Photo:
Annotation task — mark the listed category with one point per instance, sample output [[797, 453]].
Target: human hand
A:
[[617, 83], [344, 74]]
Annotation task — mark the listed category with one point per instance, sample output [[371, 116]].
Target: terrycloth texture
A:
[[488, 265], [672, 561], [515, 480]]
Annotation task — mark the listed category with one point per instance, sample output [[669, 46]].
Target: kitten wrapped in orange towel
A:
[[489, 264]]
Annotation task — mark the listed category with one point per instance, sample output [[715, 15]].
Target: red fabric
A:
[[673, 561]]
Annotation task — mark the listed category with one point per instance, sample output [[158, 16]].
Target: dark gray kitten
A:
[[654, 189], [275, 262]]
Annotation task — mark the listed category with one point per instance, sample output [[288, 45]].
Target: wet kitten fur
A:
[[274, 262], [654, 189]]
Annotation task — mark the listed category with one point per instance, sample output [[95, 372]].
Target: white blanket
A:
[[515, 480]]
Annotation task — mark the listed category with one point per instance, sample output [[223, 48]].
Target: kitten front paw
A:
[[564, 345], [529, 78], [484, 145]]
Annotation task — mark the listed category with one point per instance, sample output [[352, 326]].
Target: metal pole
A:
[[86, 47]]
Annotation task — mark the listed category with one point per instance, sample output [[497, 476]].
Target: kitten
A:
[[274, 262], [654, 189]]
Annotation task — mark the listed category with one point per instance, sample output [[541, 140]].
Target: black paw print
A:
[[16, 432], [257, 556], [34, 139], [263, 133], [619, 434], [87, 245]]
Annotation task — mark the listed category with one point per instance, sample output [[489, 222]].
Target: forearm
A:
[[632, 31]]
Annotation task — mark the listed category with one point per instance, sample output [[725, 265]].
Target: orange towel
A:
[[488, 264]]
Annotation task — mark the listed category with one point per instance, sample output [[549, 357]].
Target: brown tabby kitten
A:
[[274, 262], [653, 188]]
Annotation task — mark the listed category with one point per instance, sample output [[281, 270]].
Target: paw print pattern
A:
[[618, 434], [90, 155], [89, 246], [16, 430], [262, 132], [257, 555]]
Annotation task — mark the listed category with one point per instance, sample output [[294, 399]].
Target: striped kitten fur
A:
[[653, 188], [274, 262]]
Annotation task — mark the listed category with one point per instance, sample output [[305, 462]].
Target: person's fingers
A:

TASK STATEMENT >> In the entries above, locate every line with the word "towel" and copy it.

RESPONSE FOR THIS EXERCISE >>
Target: kitten wrapped in orange towel
Target: orange towel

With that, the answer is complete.